> _Work request_
Reproduce the entries in full, with no changes.

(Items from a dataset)
--- START ---
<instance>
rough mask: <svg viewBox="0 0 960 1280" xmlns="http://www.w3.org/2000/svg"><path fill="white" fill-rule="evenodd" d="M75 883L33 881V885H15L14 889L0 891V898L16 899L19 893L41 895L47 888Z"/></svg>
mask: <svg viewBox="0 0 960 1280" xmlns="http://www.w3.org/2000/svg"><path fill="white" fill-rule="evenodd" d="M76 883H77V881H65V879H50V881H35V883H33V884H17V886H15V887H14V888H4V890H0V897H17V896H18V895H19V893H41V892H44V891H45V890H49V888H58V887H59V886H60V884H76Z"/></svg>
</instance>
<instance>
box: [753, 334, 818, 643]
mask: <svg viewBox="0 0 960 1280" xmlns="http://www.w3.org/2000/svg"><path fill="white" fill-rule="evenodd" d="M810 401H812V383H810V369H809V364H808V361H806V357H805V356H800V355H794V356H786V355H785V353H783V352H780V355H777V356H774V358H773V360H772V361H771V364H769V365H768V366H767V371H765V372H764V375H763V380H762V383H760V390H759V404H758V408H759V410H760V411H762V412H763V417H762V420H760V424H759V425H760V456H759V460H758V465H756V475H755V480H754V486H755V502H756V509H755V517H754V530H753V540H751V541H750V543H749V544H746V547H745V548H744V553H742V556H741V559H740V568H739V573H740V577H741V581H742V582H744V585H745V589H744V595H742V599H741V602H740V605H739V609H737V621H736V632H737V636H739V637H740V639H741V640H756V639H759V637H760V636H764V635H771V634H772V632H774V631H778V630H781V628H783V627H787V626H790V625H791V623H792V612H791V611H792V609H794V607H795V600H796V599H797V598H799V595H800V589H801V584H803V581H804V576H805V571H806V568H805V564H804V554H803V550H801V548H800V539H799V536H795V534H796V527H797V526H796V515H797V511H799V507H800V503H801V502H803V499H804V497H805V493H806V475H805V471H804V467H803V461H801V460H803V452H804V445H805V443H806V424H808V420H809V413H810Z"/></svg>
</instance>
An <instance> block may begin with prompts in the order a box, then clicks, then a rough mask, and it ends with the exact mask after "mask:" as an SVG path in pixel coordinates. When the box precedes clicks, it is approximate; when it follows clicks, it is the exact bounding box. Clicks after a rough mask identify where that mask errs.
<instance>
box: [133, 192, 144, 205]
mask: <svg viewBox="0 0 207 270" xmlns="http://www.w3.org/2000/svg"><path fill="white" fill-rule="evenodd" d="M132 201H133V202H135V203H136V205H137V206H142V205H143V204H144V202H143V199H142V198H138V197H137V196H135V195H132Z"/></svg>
--- END ---
> _Problem solution_
<instance>
rough mask: <svg viewBox="0 0 960 1280" xmlns="http://www.w3.org/2000/svg"><path fill="white" fill-rule="evenodd" d="M75 883L33 881V885H15L14 889L0 891V898L16 899L19 893L41 895L47 888Z"/></svg>
mask: <svg viewBox="0 0 960 1280" xmlns="http://www.w3.org/2000/svg"><path fill="white" fill-rule="evenodd" d="M76 883H77V881H65V879H50V881H35V883H33V884H17V886H15V887H14V888H4V890H0V897H17V896H18V895H19V893H41V892H44V891H45V890H49V888H58V887H59V886H60V884H76Z"/></svg>
</instance>
<instance>
box: [753, 334, 818, 643]
mask: <svg viewBox="0 0 960 1280" xmlns="http://www.w3.org/2000/svg"><path fill="white" fill-rule="evenodd" d="M810 401H812V383H810V369H809V364H808V361H806V357H805V356H800V355H794V356H786V355H785V353H783V352H780V355H777V356H774V358H773V360H772V361H771V364H769V365H768V366H767V371H765V372H764V375H763V380H762V383H760V390H759V404H758V408H759V410H760V411H762V412H763V417H762V420H760V424H759V425H760V456H759V460H758V465H756V475H755V480H754V486H755V502H756V509H755V517H754V530H753V540H751V541H750V543H749V544H746V547H745V548H744V553H742V556H741V559H740V568H739V573H740V577H741V581H742V582H744V585H745V589H744V595H742V599H741V602H740V605H739V609H737V621H736V632H737V636H739V637H740V639H741V640H756V639H759V637H760V636H764V635H771V634H772V632H774V631H778V630H781V628H783V627H787V626H790V625H791V623H792V612H791V611H792V609H794V607H795V600H796V599H797V598H799V595H800V589H801V584H803V581H804V576H805V571H806V568H805V564H804V554H803V550H801V548H800V539H799V536H795V534H796V527H797V526H796V515H797V511H799V507H800V503H801V502H803V499H804V497H805V493H806V475H805V471H804V467H803V461H801V460H803V452H804V445H805V443H806V424H808V420H809V413H810Z"/></svg>
</instance>
An <instance> block may begin with prompts in the order a box, then clicks, then a rough mask, and it ends with the exact mask after "mask:" as an SVG path in pixel coordinates. When the box precedes clicks, it is approximate; when it follows clicks, it is the exact bounding box. Clicks after a rough mask identify where that mask errs.
<instance>
box: [133, 192, 144, 205]
mask: <svg viewBox="0 0 207 270" xmlns="http://www.w3.org/2000/svg"><path fill="white" fill-rule="evenodd" d="M132 201H133V202H135V203H136V205H137V206H142V205H143V204H144V202H143V199H142V198H138V197H137V196H135V195H132Z"/></svg>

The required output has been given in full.